Estratto:
↓

Vecchiotto, del 2005

LA CHIESA SPAGNOLA RITIRA TUTTO

MADRID - Tanto rumore per nulla. Non c'è stata la svolta della Chiesa spagnola sull'uso del preservativo quale strumento nell'ambito della lotta contro l'Aids. I vescovi iberici mantengono il loro no «a un mezzo che la morale cattolica condanna», come ha detto il vescovo Marchite, segretario del Pontificio Consiglio per la Pastorale della Salute. Le parole del portavoce e segretario generale della Conferenza episcopale Martinez Camino, che martedì aveva riconosciuto al preservativo «un suo ruolo nella prevenzione integrale e globale dell'Aids», sono state rettificate con un comunicato arrivato in serata, al termine di una giornata segnata dalla confusione e dalle richieste di chiarimenti che arrivavano alla sede della Conferenza episcopale da tutto il mondo cattolico. Nel comunicato si afferma con chiarezza che «non è cambiata la dottrina della Chiesa riguardo il preservativo».

La Chiesa, continua la nota, sostiene che «l'uso del preservativo implica una condotta sessuale immorale» e che «l'astensione dalle relazioni sessuali indebite e la reciproca fedeltà fra i coniugi costituiscono l'unica condotta sicura di fronte al pericolo dell'Aids». È d'accordo Rocco Buttiglione che a Firenze ha dichiarato che «la fedeltà è la prima risposta all'Aids», aggiungendo: «Senza negare che chi non ha uno stile di vita sano tenti di proteggersi in qualche modo». Una posizione vicina, forse, a quella del portavoce Martinez Camino prima della rettifica.

Al termine di un colloquio con il ministro della sanità Elena Salgado, il portavoce aveva citato un articolo della rivista scientifica Lancet in cui si avalla la tesi dell'astinenza e della fedeltà compatibili con l'uso del preservativo. Si afferma, nella nota dei vescovi, che Martinez Camino si era limitato a «commentare» il programma di prevenzione noto con la sigla inglese Abc (Astinenza, Fedeltà, Preservativo), raccomandato dagli scienziati e adottato dall'amministrazione Bush negli Stati Uniti.

↑

Consegne:
A. Stabilisci se le affermazioni seguenti concordano con l'articolo sulla Chiesa spagnola. Per ciascuna rispondi sì o no e cita alla lettera le parole del testo che lo decidono: (i) il comunicato dei vescovi è arrivato di mattina; (ii) Martinez Camino aveva avuto un colloquio con il ministro della sanità Elena Salgado; (iii) Rocco Buttiglione ha rilasciato la sua dichiarazione a Firenze.
B. Prosegui l'articolo sulla Chiesa spagnola e il preservativo, ripartendo dopo la sua ultima frase.

(Dati di annotazione sulla posizione degli oggetti)
↓

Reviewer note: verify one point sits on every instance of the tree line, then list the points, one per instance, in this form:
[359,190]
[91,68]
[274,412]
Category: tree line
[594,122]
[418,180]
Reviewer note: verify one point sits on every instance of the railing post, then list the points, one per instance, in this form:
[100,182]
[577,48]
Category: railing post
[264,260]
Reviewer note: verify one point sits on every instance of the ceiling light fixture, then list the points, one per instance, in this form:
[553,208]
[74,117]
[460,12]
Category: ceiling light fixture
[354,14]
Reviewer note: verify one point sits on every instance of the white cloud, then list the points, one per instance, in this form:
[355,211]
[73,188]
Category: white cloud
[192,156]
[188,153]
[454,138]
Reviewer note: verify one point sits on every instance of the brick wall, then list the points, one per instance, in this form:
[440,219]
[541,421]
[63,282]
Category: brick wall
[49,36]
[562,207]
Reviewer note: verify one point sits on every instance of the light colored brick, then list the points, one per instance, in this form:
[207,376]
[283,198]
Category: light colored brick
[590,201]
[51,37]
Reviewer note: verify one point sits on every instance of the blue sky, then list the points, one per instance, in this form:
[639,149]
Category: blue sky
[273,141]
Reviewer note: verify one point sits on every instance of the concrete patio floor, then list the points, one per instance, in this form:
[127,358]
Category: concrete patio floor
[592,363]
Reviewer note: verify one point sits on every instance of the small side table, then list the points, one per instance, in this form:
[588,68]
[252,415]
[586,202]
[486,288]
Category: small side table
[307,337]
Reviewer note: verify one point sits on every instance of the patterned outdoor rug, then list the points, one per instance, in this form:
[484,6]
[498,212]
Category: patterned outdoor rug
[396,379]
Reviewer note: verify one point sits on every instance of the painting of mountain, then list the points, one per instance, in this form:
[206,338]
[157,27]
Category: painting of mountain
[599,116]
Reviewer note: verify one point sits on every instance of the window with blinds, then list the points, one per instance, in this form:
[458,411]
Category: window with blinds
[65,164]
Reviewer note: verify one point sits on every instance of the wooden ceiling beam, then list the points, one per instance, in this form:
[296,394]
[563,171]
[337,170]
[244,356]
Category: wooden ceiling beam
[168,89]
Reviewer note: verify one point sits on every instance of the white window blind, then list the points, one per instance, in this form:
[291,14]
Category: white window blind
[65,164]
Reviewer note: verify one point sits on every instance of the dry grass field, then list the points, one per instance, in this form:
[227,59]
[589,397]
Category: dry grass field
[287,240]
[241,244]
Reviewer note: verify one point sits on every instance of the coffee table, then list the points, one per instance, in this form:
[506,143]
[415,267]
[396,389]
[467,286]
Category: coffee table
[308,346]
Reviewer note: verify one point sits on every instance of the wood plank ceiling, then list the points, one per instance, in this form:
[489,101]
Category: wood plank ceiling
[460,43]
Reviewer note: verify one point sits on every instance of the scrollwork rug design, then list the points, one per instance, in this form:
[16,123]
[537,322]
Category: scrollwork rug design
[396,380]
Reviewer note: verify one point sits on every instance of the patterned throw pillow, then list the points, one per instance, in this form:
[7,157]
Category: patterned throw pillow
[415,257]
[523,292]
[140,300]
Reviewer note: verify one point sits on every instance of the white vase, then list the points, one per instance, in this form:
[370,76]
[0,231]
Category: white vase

↑

Risposte di seguito:
A.
(i) No: «sono state rettificate con un comunicato arrivato in serata».
(ii) Sì: «Al termine di un colloquio con il ministro della sanità Elena Salgado».
(iii) Sì: «È d'accordo Rocco Buttiglione che a Firenze ha dichiarato».

B.
Ferma restando l'opposizione all'uso «immorale» del preservativo, non è vero, si legge nella nota, che la Chiesa si ponga «contro le raccomandazioni scientifiche volte ad impedire il contagio dell'Aids». Si sottolinea invece la collaborazione nella lotta all'Aids promuovendo «l'educazione delle persone a un amore coniugale fedele ed aperto alla vita, cercando di evitare in tal modo le relazioni indebite e promiscue che danno luogo a situazioni di rischio sanitario». L'uso del preservativo non è consigliabile. L'unica cosa davvero consigliabile, secondo i vescovi spagnoli, è «l'esercizio responsabile della sessualità, secondo la norma morale». Il dietrofront della Chiesa spagnola è un secchio di acqua gelata per chi aveva salutato con entusiasmo il cambiamento di posizione. È il caso dell'immunologo italiano Fernando Aiuti, presidente di Anlaids, che aveva salutato con gioia «il grande passo avanti» dei vescovi spagnoli augurandosi la stessa apertura anche in Italia.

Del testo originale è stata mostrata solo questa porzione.